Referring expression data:

Content starts

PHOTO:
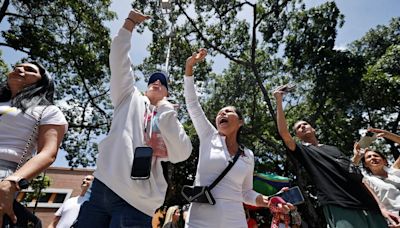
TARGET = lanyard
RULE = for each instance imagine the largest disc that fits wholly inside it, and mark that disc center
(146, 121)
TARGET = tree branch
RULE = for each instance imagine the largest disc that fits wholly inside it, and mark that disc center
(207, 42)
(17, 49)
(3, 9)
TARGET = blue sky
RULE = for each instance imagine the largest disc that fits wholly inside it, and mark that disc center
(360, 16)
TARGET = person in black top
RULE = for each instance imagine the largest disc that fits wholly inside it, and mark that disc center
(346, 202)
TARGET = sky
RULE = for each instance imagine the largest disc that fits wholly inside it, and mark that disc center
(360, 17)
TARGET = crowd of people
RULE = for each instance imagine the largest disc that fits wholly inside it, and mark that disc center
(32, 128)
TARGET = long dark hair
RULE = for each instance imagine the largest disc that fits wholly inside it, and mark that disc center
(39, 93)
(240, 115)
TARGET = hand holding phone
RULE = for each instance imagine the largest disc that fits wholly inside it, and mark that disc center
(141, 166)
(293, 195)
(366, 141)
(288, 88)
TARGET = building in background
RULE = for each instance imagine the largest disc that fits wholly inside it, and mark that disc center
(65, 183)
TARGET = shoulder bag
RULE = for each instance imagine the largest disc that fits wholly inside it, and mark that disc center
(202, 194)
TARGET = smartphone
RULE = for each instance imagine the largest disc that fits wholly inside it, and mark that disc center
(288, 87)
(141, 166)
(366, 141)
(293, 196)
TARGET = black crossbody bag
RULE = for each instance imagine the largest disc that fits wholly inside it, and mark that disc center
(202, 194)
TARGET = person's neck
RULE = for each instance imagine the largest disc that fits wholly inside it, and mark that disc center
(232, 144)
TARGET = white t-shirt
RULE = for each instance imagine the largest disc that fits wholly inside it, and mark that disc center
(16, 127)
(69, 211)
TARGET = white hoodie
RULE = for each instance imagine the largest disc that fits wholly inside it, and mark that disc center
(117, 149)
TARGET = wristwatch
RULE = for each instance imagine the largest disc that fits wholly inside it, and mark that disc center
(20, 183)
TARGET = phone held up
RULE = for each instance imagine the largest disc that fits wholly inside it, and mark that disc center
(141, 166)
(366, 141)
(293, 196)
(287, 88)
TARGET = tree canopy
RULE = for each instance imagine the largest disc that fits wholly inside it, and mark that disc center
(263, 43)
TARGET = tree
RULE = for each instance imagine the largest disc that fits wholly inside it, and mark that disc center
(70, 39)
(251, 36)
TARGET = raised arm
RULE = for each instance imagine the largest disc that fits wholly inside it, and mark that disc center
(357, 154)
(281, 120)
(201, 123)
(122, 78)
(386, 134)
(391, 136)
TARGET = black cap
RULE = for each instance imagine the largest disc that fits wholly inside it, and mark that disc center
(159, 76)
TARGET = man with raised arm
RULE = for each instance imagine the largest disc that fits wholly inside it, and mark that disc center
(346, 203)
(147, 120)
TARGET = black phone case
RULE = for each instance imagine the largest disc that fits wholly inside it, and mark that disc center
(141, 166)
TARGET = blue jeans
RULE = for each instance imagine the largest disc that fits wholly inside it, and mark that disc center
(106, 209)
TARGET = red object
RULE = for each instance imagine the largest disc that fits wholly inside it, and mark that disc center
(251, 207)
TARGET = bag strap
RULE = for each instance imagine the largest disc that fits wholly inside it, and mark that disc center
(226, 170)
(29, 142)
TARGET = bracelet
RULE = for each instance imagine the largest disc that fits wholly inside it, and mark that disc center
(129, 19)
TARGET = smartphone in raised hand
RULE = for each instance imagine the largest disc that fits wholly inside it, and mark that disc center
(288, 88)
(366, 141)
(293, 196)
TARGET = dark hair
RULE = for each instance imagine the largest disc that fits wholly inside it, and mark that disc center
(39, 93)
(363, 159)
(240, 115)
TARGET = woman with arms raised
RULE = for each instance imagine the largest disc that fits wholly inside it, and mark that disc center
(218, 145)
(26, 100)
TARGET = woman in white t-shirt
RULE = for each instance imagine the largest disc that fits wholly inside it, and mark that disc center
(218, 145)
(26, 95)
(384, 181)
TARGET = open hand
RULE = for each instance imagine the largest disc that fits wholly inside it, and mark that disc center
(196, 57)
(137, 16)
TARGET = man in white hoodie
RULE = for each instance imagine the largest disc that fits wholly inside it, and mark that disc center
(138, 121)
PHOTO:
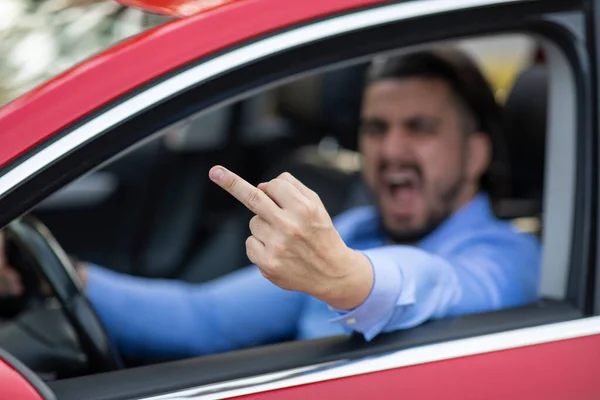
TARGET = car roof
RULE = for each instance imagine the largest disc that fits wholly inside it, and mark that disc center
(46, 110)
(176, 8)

Content ends

EXERCISE PROMPT: Reproduce every entry above exactly, and omit the pictures.

EXPECTED OUTPUT:
PHOTO:
TARGET = lanyard
RULE = for each instance imagine the largest disc that fits wholly inside it, and mark that disc center
(146, 121)
TARGET = tree branch
RULE = for each instance imagine the largest disc that fits wholly inside it, and mark that disc center
(207, 42)
(17, 49)
(3, 9)
TARGET = blue sky
RULE = for each instance imagine the largest disc that fits wholly inside it, and mark that disc center
(360, 16)
TARGET = person in black top
RULE = for each instance imagine the largest disc that fits wholly inside it, and mark that disc center
(346, 202)
TARGET = sky
RULE = for each instance imagine the largest disc that fits wholly inside it, and mark that disc center
(360, 17)
TARGET = crowd of people
RULE = for each instance imagine the largest disc that fits wholly inside it, and mark that disc center
(32, 128)
TARGET = long dark hair
RULE = for each instance imagine the largest disc that fits wholly inside it, and mark that disc center
(39, 93)
(240, 115)
TARGET = hand holding phone
RULE = for each instance imagine the largest disc that fits wholly inside it, and mark that disc center
(141, 166)
(293, 195)
(366, 141)
(288, 88)
TARGET = building in background
RULE = for each instance imagine the largest disc that fits wholly inside it, and mark that disc center
(65, 183)
TARGET = shoulder bag
RULE = for each instance imagine the largest disc that fits wholly inside it, and mark that disc center
(202, 194)
TARGET = smartphone
RULE = for each instance imagine the largest disc that fits wholly inside it, and mark that disc center
(288, 87)
(141, 166)
(366, 141)
(293, 196)
TARGET = black crossbody bag
RULE = for each instance imagine the largest disc that fits wholly inside it, and mark that disc center
(202, 194)
TARGET = person's neck
RULE = for each instance imagine the largest disc that fits wholly inside it, and mark that disc center
(232, 144)
TARGET = white t-shirt
RULE = for each instance imagine the largest disc that fits wholly inside it, and mark that disc center
(16, 127)
(69, 211)
TARGET = white hoodie
RULE = for each instance imagine the largest disc that fits wholly inside it, and mark that disc center
(117, 149)
TARGET = wristwatch
RULE = for each instance imagine the largest disc that fits wholly inside it, and mark that disc center
(20, 183)
TARGET = phone held up
RULE = for each instance imagine the largest disc that fits wholly inside it, and mark that disc center
(141, 166)
(366, 141)
(293, 196)
(287, 88)
TARGET = tree canopy
RULE = for each instance imagine the largest disc that fits wholly inside it, and mark that disc center
(263, 43)
TARGET = tree
RULE = for each instance imagine the largest disc that fits wholly inside it, and mark that disc center
(70, 39)
(251, 36)
TARGET = raised arm
RULE = for each instance imagine the largest disc that fits wholly inside it, and mark that disc center
(357, 154)
(281, 120)
(201, 123)
(122, 78)
(386, 134)
(391, 136)
TARGET = black cap
RULE = for each instance imagine the largest disc that fits wholly inside it, and mark that disc center
(159, 76)
TARGET = man with raised arm
RULE = for each instance imagine the largest disc that fits wholly inside it, and mark that disc center
(346, 203)
(147, 120)
TARGET = black phone case
RULE = for each instance imagine the largest disc that fits wholly inside it, and mark that disc center
(141, 166)
TARGET = blue jeans
RULE = for each instance imagine the largest disc that fits wholly inside it, and mark that disc center
(106, 209)
TARGET = red object
RULE = for each instance imagine the largest disc that fits wholly inside it, and mark that disc center
(251, 207)
TARGET = bag strap
RULE = for each instance imagine the largest disc that fits wholly inside it, and mark that disc center
(226, 170)
(29, 142)
TARGET = bracelet
RULE = for each instance imagine the largest disc that fits wholly inside it, and mark that disc center
(129, 19)
TARGET = smartphone in raised hand
RULE = for each instance imagine the largest disc that fits wholly inside it, and mark that disc center
(288, 88)
(366, 141)
(293, 196)
TARGET = dark hair
RULE = for each instance imagine the largest disc that fits wholly inside it, and mark that disc center
(39, 93)
(363, 159)
(240, 115)
TARGET = woman with arms raised
RULE = for each instance imagine the largest disc that fits wholly inside it, and mark that disc center
(218, 145)
(26, 100)
TARGET = woman in white t-shirt
RULE = for each instance imagine the largest disc that fits wholly inside it, and mark that disc center
(218, 145)
(26, 95)
(384, 181)
TARGET = open hand
RULE = for each instance imagine the largest disc that fits wholly inside it, and mark that disc center
(196, 57)
(137, 16)
TARGET = man in white hoodie
RULE = for each instance imagine the largest disc that fits wholly inside it, and mark that disc center
(138, 121)
PHOTO:
TARGET = car roof
RULE = for each instance imagine the largest disc that fits wholly inside it, and mark that disc center
(46, 110)
(176, 8)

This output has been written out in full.